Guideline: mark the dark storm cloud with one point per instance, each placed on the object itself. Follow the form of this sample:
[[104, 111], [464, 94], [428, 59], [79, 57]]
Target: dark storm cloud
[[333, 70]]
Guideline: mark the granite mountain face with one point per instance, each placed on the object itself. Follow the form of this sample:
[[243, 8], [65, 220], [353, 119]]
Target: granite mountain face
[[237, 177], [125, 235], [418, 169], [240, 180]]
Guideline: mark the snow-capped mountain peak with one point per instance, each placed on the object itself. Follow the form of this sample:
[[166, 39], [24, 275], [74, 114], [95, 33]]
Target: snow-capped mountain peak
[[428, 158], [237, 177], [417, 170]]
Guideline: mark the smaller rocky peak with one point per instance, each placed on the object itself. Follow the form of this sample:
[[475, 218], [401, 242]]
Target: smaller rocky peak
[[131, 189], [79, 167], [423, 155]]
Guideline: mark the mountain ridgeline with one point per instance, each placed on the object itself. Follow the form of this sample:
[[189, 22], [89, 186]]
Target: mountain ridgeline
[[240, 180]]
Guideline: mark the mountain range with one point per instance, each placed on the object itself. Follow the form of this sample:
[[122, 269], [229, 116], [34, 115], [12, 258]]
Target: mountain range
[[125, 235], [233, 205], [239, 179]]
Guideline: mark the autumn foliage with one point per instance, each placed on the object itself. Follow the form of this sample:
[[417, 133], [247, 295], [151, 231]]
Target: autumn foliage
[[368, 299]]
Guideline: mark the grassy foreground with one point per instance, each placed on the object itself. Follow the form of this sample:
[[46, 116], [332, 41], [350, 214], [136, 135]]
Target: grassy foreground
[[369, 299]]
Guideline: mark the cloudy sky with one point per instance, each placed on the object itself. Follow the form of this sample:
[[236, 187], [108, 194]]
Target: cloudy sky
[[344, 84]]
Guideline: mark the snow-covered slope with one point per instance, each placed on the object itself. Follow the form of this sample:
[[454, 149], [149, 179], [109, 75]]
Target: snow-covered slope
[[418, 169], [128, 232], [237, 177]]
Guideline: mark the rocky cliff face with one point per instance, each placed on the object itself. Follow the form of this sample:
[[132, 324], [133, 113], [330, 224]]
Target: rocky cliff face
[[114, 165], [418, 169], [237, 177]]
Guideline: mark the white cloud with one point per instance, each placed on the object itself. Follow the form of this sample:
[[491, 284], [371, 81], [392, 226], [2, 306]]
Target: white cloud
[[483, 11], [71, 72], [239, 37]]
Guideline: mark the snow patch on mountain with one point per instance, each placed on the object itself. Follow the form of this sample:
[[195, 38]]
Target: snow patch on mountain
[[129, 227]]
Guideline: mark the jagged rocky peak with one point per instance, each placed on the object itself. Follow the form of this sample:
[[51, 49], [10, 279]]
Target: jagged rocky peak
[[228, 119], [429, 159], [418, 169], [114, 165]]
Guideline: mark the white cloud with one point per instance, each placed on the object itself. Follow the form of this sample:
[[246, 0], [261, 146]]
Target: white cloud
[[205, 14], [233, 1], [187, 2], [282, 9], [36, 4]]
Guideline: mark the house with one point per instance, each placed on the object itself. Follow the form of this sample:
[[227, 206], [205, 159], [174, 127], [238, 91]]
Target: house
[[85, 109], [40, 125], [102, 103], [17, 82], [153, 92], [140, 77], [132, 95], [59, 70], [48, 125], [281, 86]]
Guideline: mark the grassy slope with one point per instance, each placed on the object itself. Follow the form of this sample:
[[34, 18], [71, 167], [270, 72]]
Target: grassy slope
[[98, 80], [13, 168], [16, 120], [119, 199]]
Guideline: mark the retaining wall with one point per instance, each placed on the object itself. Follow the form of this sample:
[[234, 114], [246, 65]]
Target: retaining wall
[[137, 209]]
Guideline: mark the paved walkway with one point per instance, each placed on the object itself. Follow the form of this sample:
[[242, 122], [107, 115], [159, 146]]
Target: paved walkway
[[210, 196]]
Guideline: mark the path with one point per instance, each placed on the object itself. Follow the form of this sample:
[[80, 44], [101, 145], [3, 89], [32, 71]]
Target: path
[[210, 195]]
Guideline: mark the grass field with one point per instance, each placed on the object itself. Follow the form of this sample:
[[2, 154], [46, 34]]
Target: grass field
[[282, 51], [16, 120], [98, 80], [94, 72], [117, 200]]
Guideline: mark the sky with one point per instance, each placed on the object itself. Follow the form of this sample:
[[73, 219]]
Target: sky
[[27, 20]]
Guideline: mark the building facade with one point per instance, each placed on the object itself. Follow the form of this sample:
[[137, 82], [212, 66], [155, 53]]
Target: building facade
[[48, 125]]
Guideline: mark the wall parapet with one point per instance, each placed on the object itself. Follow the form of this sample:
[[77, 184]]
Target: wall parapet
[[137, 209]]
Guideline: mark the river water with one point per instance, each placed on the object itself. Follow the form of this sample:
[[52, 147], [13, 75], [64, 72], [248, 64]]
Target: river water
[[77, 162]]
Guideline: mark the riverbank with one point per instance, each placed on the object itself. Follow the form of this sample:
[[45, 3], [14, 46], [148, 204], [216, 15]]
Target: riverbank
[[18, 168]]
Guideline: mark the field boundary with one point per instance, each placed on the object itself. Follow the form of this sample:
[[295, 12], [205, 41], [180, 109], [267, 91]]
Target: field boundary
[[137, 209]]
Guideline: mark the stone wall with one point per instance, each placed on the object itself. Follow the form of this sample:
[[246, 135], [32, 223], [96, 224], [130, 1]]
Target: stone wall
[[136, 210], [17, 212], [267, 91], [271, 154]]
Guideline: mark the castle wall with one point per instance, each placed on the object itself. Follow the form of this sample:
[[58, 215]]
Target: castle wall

Task requirements: Rewrite the records between the lines holding "Guideline: mark the granite" and "[[368, 299]]", inclusive, swapping "sample" for "template" and leaving everything else unchanged.

Response for this exercise:
Guideline: mark the granite mountain face with one point per instance, each placed on the object itself. Follow the form of this template:
[[243, 8], [65, 220], [353, 119]]
Target: granite mountain face
[[237, 177], [125, 235], [418, 169], [240, 180]]
Guideline: mark the snow-capped mountain peak with one point per instance, each placed on the object itself. Follow the form of this template:
[[166, 39], [24, 275], [74, 114], [95, 33]]
Target: snow-capped mountain peak
[[428, 158], [237, 177], [417, 170]]
Guideline: mark the smaller rocky peak with one point per instance, each placed on the object itself. Follow the form of this template:
[[475, 218], [401, 242]]
Target: smaller rocky peak
[[131, 189], [79, 167], [423, 155]]
Guideline: mark the mountain ridgeline with one point per instance, each placed on the object itself. Follow the form of this template:
[[189, 22], [89, 186]]
Target: mountain ridgeline
[[240, 180]]
Guideline: mark the mountain range with one point per instance, each placed on the object itself. Follow the form of this template:
[[122, 269], [229, 116], [34, 115], [12, 258]]
Target: mountain range
[[125, 235], [233, 205], [239, 179]]
Guideline: mark the autumn foliage with one point per instance, each placed on the object itself. Follow the form of this template:
[[417, 133], [247, 295], [151, 231]]
Target: autumn foliage
[[368, 299]]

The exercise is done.